WORK REQUIRED: Retype all of the listing exactly, passing over any picture you find.

(Stored entries)
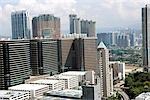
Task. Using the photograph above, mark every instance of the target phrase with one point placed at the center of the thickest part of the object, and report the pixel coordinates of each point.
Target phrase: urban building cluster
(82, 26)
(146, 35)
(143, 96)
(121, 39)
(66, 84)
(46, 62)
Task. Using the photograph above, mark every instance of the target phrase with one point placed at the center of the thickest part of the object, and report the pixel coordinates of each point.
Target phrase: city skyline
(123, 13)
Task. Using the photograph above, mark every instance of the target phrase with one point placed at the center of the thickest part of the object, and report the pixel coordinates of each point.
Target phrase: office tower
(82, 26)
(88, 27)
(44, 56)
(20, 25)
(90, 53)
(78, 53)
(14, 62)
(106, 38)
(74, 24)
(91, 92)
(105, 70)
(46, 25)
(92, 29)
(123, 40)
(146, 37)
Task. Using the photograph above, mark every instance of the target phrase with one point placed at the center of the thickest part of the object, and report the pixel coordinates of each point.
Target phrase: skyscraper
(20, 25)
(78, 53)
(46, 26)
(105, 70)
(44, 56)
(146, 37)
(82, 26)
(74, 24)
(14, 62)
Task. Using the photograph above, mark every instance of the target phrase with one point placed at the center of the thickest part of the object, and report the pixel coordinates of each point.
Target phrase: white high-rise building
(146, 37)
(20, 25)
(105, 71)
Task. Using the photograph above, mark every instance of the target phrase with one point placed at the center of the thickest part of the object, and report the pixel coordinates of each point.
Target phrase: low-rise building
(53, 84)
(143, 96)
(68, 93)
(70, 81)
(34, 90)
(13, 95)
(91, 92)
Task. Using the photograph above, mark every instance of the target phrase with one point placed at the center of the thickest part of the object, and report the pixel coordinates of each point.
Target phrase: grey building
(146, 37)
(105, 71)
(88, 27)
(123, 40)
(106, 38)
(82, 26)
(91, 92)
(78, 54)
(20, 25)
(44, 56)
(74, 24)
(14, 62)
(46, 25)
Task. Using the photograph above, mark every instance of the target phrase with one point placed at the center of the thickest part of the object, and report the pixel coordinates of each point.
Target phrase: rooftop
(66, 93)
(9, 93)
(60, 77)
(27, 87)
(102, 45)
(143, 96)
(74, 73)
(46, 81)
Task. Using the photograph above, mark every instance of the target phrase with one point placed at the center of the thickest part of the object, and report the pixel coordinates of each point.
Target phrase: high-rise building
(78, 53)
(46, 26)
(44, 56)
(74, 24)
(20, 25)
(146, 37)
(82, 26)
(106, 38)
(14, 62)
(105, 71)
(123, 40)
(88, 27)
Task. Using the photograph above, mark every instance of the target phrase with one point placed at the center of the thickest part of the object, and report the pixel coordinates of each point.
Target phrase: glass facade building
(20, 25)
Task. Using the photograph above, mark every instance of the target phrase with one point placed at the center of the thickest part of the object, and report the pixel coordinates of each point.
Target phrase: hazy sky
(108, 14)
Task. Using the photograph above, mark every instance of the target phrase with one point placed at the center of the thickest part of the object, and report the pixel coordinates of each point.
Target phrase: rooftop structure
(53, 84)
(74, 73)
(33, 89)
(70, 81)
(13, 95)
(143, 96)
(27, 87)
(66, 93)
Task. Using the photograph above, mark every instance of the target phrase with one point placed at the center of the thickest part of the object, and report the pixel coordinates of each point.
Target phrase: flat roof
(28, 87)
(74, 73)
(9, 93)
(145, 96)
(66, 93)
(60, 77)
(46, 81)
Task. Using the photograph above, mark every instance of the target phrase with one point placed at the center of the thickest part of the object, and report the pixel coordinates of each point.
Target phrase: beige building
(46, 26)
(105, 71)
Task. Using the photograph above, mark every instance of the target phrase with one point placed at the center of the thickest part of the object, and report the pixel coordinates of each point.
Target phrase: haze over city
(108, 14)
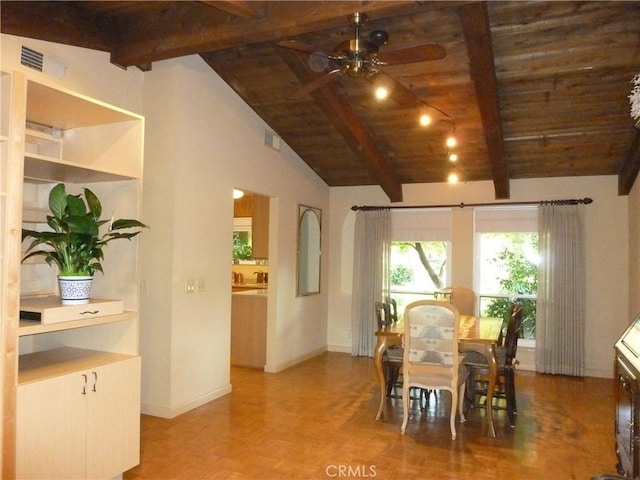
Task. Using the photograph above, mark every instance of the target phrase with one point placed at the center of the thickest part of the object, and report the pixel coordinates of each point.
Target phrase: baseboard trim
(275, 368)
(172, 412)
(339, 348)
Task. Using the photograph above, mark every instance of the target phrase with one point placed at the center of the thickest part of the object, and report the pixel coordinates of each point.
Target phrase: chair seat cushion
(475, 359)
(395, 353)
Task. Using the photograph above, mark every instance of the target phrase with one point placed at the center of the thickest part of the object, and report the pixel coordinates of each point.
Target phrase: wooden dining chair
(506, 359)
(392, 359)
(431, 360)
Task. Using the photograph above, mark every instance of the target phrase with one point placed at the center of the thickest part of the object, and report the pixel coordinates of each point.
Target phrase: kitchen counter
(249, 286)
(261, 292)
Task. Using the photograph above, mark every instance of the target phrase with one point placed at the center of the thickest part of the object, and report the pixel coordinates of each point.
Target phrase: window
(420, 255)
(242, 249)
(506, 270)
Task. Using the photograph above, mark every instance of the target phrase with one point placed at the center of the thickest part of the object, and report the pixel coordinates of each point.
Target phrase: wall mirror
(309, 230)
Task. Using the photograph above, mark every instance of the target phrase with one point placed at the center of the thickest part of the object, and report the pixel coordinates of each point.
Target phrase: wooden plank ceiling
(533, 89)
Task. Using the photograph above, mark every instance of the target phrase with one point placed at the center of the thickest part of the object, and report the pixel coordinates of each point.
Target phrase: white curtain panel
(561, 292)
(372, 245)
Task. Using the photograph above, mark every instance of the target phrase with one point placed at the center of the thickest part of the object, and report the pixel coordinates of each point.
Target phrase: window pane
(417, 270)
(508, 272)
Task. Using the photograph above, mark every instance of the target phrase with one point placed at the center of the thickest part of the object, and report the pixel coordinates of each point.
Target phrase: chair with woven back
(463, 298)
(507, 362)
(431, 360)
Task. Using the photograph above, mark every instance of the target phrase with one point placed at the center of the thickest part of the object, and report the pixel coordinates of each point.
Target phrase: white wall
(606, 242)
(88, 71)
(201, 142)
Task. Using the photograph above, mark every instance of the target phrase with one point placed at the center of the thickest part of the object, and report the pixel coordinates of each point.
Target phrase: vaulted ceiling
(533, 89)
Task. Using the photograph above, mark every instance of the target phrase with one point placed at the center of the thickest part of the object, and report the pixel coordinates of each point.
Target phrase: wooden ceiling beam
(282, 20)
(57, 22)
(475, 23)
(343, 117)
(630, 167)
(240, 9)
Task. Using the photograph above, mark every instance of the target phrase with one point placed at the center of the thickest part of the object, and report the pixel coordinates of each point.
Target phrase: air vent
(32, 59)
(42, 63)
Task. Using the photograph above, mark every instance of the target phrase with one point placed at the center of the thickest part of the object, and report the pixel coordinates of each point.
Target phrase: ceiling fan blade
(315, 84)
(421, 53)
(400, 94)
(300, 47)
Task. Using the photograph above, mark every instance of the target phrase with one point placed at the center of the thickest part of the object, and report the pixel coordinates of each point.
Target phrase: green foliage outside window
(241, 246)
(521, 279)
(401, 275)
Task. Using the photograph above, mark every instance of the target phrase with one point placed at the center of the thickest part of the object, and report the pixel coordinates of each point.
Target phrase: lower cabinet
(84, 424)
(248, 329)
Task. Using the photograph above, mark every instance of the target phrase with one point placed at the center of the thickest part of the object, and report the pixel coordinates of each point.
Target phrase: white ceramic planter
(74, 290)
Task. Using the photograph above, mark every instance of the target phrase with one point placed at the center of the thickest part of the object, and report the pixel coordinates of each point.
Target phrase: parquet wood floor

ANSWER TO THIS PROBLEM:
Task. Using the photograph above, mark every instance of the target phrase with one point placed at the center of the thickest part of the object, and report the pixel coordinates of each point.
Target phrase: urban building cluster
(82, 26)
(146, 35)
(143, 96)
(121, 39)
(66, 84)
(46, 62)
Task. Using the photograph above, mark every instance of the target phrase with one point placed at the center of the thickest part of the object, and report the pixel coordinates of each point.
Target phrase: city skyline
(123, 13)
Task. Using the photograph above, mark every instance of the target phrase with one point placed at the center of the thickest part of the object, and report the pixel coordinates of each point.
Target phrase: office tower
(82, 26)
(88, 27)
(44, 56)
(20, 25)
(90, 53)
(78, 53)
(14, 62)
(106, 38)
(74, 24)
(91, 92)
(105, 70)
(46, 25)
(92, 29)
(123, 40)
(146, 37)
Task. Using the photograph above, mark every instance of the target phrase with one point placed at the center of the thickest part of the object, and report the pixel coordinates of each point.
Target phrase: skyscraper
(20, 25)
(78, 53)
(46, 26)
(105, 70)
(44, 56)
(146, 37)
(82, 26)
(74, 24)
(14, 62)
Task. Using the photograph above, mark every instance of the target phrase with one point placed at the center of the thickest part of the object, and report the pixel coordinates of each point.
Target phrase: white high-rise building
(146, 37)
(20, 25)
(105, 71)
Task. Using the photograph above, mark every instance of the target phrase with one point placed at the center of the thickest part of the object, and report the pixel coordinates of each point.
Target phrase: low-rise building
(53, 84)
(143, 96)
(68, 93)
(70, 81)
(34, 90)
(13, 95)
(91, 92)
Task. Using the photograph above, mark every instance of the target phrase with one point placed at the center of the thickest part of the object, and report the pixel coordinates of each point.
Target phrase: grey building
(146, 37)
(105, 71)
(88, 27)
(123, 40)
(106, 38)
(82, 26)
(91, 92)
(78, 54)
(20, 25)
(44, 56)
(74, 24)
(14, 62)
(46, 25)
Task. Using the photograph above, mark every instance of the target phrase with one point placed at the center of the thickest part of the object, and report the pixel coordinates of each point.
Target phrase: rooftop
(66, 93)
(9, 93)
(60, 77)
(27, 87)
(102, 45)
(143, 96)
(74, 73)
(46, 81)
Task. Using the photograph above, mark every instance of the target phrase with one point placed at the center of the thickest part of the object, and report the pixel coordinates of each point.
Target phrase: high-rise building
(78, 53)
(46, 26)
(44, 56)
(74, 24)
(20, 25)
(146, 37)
(82, 26)
(106, 38)
(14, 62)
(105, 71)
(123, 40)
(88, 27)
Task. Using the photograph above, mark every instance of the target phrase with one point placed at the center of the thickest part of the object, and report the pixel coordinates of each point.
Target phrase: glass facade building
(20, 25)
Task. Using the photograph above, mark every instance of the target phrase with one point placed at the center of the thickest part of the object, and report the pixel coordinates of each point.
Target phrase: hazy sky
(108, 14)
Task. Using the photograph above, mark every instance of the target phrase with one point placed at the center of the thickest part of the object, and report the pixel coordinates of each point.
Target phrase: rooftop structure
(53, 84)
(74, 73)
(33, 89)
(70, 81)
(13, 95)
(143, 96)
(27, 87)
(66, 93)
Task. Using the photograph above, mark every instance of the target phrase with one point placed at the center of the thickest part of the object, and report the pixel coordinates of each point.
Target phrase: flat roof
(28, 87)
(74, 73)
(9, 93)
(145, 96)
(66, 93)
(60, 77)
(46, 81)
Task. Using the photograph above, mark every instance of the target phrase with one point placed at the center of the thickest part of the object, and report the pixel coordinates of each point.
Target phrase: beige building
(46, 26)
(105, 71)
Task. Using the photograph above, mark every instance of the target phrase with one point placed at the center of the thickest part of the object, and report the pixel coordinates of each point.
Target phrase: haze over city
(108, 14)
Task. Using the photograph above, mark every instance of the target phrase with one point placed at the center of the thickest part of the object, and report the pixel coordinates of each point.
Target phrase: baseboard trim
(275, 368)
(172, 412)
(339, 348)
Task. Using the photograph above, mark every instance of the target phrase with one point placed at the center of the thickest part of the object, and report the pixel coordinates of each point.
Target phrase: chair seat cushion
(475, 359)
(395, 353)
Task. Using the photograph above, mark every instance of the target phrase with one point placed at the center of the thickest part of the object, and report the pixel coordinates of each point.
Target phrase: wooden dining chair
(506, 359)
(392, 359)
(431, 360)
Task. Using the photograph above, mark every instance of the target phrase with one point placed at the center of the thickest part of the object, and report the pixel coordinates of each point.
Target phrase: kitchen counter
(249, 286)
(261, 292)
Task. Using the photograph above, mark every instance of the target phrase with one point placed at the center of the thickest part of the object, and report the pixel coordinates of each point.
Target phrase: window
(420, 255)
(242, 249)
(506, 270)
Task. Using the photograph above, mark every instance of the target phrase with one point placed at the center of the thickest part of the object, and report the pixel coordinates of each point.
Target phrase: wall mirror
(309, 230)
Task. Using the photograph above, mark every instance of the target phrase with one point placed at the center of the thickest part of the object, and report the pixel coordinates of each point.
Target phrase: wooden plank ceiling
(533, 89)
Task. Using the photograph above, mark every instance of the target phrase with one point placed at the center of the thickest part of the object, and report the pixel coordinates of each point.
Target phrase: white curtain panel
(561, 292)
(372, 245)
Task. Using the photograph above, mark every instance of the target phrase with one point placed at the center of the thickest part of the object, and report the pixel coordinates of each point.
Target phrase: window pane
(417, 270)
(508, 272)
Task. Using the photograph above, mark every instance of the target phrase with one point placed at the center of the thickest part of the object, and report the pixel coordinates of each point.
Target phrase: chair with woven back
(463, 298)
(507, 362)
(431, 360)
Task. Using the photograph above, mark every instance of the target phrase with one point placed at the center of the thickest part of the object, and report the pixel coordinates of each point.
Target phrase: white wall
(606, 242)
(88, 71)
(201, 142)
Task. Using the photograph above, mark every instance of the target phrase with one point placed at the center of the thickest part of the object, and report the pixel coordinates of each point.
Target phrase: vaulted ceiling
(533, 89)
Task. Using the photograph above, mark every instance of the target phrase with one point placed at the center of the thickest part of the object, and report the pixel coordinates of each point.
Target phrase: wooden ceiling beam
(282, 20)
(57, 22)
(475, 23)
(343, 117)
(630, 167)
(240, 9)
Task. Using the photograph above, mark every instance of the target phrase with one point placed at the center of the thickest part of the object, and report the pixel coordinates of each point.
Target phrase: air vent
(32, 59)
(42, 63)
Task. Using the photograph above, mark every instance of the target phrase with one point placed at the center of the thickest part of the object, and report the pixel coordinates of each point.
Target phrase: ceiling fan blade
(315, 84)
(421, 53)
(400, 94)
(300, 47)
Task. Using the photograph above, mark every instance of the target phrase with one point placed at the center of the thickest part of the object, and report the pixel coordinates of each point.
Target phrase: green foliage outside window
(241, 246)
(521, 279)
(401, 275)
Task. Using the photograph above, mark every instance of the target phrase with one point placed at the center of the thickest part of the object, and report the pixel coordinates of each point.
Target phrase: lower cabinet
(84, 424)
(248, 329)
Task. Using the photograph above, mark every instance of the target phrase with one point placed at the center of the thickest part of the object, and report the pixel coordinates of each point.
Target phrase: white ceramic planter
(74, 290)
Task. Using the photograph above, mark every instance of the target phrase with one point placed at the center of the thickest part of the object, and report the pixel coordinates of each point.
Target phrase: parquet wood floor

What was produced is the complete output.